### WHAT IS ASKED
Which lines in the rows below contain the string "roof"? Report each such line in full, matching case exactly.

[Entries for pointing and labeling]

* Start *

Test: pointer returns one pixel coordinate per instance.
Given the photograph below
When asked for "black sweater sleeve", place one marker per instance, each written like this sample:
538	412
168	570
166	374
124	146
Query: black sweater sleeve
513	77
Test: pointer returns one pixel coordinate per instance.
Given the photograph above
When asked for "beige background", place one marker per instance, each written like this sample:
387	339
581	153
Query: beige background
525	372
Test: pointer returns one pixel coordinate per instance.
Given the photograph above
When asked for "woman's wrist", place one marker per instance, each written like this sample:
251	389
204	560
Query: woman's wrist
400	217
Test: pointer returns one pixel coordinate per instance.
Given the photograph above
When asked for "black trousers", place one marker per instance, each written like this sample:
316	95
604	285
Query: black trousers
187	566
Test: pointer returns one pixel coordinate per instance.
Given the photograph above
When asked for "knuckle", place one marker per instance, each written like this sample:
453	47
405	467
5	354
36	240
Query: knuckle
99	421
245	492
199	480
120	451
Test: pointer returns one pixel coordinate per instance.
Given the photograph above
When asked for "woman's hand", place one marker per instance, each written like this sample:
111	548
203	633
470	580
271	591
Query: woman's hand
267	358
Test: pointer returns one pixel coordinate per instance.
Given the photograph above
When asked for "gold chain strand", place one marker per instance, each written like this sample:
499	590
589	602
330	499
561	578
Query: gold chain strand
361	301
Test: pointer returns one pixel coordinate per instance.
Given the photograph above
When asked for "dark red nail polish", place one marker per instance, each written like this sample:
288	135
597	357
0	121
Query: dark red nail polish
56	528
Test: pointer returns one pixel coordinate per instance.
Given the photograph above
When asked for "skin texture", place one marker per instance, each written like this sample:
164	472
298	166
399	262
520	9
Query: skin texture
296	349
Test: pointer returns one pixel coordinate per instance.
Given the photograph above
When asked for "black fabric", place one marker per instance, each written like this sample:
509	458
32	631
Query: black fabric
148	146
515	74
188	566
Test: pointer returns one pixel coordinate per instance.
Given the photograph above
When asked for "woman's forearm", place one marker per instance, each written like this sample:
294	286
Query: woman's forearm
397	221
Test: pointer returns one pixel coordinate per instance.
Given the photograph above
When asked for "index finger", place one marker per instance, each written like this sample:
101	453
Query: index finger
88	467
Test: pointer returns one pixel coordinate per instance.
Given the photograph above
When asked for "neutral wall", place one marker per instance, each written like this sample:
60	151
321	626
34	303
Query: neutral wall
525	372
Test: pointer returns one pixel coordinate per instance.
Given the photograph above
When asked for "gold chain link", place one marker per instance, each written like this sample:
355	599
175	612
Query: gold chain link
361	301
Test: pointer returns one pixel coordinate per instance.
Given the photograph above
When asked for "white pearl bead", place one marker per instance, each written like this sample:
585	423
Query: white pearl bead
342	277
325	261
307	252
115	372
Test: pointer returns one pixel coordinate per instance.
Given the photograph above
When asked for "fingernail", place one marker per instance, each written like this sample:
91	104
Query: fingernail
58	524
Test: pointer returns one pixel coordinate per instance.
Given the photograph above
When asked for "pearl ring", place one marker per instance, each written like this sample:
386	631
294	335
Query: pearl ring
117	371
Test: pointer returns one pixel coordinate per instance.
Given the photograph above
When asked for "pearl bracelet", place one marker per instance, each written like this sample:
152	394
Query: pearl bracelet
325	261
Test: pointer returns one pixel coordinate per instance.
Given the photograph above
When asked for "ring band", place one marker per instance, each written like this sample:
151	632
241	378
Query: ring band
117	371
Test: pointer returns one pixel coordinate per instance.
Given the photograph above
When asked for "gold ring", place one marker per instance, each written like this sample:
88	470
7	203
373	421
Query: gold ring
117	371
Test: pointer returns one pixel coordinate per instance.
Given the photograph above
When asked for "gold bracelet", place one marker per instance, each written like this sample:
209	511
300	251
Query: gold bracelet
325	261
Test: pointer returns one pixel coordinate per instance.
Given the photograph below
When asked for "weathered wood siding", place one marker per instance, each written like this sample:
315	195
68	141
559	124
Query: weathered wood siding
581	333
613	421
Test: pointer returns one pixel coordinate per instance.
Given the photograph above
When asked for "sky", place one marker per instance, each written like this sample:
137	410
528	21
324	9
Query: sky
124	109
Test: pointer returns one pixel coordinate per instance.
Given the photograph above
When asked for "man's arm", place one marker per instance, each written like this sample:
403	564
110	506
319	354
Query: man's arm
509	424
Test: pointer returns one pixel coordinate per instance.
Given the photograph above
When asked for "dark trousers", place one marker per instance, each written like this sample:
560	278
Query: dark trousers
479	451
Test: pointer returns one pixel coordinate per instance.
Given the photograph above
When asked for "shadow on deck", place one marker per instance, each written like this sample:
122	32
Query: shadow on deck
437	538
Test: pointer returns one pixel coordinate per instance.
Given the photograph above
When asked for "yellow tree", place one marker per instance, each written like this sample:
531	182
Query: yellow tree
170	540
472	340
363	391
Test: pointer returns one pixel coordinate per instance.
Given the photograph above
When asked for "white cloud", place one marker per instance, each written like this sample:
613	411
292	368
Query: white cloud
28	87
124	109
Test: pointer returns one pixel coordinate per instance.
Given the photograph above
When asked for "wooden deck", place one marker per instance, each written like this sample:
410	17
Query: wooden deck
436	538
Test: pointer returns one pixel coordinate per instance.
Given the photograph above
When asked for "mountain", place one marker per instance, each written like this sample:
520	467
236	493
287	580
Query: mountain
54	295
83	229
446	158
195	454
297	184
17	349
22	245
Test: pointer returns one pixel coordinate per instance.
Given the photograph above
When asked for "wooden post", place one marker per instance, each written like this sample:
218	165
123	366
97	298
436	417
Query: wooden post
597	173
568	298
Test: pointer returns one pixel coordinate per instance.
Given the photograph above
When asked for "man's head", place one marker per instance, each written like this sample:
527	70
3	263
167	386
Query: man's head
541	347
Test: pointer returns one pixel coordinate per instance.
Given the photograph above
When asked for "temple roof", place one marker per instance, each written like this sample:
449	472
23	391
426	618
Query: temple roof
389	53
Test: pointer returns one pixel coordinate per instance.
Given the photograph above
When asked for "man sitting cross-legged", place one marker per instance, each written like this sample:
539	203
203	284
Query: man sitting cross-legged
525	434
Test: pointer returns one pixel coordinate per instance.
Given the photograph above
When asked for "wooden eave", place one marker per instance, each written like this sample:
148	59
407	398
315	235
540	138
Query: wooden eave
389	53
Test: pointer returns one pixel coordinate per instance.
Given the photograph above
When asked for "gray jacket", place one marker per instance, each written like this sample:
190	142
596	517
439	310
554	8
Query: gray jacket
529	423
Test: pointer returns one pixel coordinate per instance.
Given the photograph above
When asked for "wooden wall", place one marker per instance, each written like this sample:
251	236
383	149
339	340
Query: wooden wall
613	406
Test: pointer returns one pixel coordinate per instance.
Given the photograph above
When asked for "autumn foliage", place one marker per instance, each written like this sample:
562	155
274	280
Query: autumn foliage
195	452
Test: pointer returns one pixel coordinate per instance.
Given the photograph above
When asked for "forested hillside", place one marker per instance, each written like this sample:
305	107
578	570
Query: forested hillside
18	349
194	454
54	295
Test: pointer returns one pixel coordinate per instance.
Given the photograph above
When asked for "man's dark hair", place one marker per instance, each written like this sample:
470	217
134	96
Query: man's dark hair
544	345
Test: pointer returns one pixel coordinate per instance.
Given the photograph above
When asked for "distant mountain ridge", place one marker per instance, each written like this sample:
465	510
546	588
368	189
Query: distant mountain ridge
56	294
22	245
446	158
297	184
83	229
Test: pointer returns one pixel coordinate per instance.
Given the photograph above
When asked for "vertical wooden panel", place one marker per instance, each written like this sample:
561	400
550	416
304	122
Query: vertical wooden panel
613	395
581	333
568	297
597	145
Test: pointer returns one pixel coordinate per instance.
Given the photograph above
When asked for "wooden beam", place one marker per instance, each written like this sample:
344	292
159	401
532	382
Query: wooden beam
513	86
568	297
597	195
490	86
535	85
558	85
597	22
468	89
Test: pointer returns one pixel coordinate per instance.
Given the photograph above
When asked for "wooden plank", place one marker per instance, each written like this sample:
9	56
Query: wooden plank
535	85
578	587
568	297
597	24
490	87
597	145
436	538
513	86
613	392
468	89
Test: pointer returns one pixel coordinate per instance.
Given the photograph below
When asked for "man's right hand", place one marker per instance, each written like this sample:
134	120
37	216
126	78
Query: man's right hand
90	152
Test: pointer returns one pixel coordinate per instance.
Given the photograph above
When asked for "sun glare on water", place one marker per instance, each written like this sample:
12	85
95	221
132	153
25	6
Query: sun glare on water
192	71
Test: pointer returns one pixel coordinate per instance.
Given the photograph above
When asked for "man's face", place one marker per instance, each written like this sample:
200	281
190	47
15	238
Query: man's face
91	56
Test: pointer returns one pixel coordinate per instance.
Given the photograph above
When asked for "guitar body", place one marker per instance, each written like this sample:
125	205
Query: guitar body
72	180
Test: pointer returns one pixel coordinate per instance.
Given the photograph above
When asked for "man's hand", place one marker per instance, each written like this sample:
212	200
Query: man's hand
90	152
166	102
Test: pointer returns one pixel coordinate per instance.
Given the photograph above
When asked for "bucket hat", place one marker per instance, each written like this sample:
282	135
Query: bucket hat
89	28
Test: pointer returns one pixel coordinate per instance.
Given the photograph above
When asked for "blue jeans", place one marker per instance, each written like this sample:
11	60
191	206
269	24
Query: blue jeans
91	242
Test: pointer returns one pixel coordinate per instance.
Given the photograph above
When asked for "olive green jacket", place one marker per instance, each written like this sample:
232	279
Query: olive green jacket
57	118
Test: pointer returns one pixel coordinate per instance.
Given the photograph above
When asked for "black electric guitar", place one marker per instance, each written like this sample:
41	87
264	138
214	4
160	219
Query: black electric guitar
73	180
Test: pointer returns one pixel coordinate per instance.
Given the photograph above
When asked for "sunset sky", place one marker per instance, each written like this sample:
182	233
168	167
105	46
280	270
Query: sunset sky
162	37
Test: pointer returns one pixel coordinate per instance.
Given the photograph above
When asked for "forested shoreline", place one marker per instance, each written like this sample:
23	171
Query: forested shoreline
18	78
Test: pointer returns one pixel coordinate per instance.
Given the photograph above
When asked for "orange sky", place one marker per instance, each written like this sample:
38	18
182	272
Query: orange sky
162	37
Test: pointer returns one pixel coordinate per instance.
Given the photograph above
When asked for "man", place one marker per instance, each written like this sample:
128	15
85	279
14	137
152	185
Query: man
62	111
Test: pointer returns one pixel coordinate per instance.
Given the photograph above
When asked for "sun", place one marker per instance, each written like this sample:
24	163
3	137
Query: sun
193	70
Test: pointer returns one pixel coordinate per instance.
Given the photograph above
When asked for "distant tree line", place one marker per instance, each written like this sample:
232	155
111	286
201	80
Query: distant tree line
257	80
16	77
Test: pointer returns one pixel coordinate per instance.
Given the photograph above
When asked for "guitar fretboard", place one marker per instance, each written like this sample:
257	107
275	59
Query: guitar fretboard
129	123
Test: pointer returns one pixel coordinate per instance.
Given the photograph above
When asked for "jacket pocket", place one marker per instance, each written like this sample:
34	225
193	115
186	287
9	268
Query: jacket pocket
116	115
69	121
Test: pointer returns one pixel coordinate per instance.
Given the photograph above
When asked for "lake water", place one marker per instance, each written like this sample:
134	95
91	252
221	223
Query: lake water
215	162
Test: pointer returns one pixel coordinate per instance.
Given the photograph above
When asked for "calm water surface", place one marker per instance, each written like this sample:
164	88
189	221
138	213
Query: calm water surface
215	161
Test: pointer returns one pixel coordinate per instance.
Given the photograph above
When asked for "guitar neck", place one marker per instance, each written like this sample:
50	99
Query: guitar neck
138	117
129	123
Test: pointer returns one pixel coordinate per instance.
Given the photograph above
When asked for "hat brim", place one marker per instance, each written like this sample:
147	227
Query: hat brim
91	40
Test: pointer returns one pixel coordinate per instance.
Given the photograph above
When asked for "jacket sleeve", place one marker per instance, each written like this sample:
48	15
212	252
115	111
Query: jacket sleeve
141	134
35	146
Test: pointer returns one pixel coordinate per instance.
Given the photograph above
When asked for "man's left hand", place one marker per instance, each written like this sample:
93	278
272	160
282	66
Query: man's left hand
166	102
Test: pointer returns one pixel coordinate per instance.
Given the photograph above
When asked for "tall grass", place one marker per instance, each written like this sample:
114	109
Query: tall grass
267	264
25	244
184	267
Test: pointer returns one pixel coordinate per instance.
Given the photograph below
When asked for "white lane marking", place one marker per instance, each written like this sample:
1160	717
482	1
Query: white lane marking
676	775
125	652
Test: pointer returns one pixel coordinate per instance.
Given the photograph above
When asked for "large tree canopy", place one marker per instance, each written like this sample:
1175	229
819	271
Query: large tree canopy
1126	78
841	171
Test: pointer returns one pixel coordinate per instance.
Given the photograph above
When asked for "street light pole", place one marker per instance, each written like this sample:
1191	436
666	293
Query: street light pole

* End *

### FINISHED EXERCISE
When asked for "temple roof", place one marker per instance, each written like this sample:
Query: temple roof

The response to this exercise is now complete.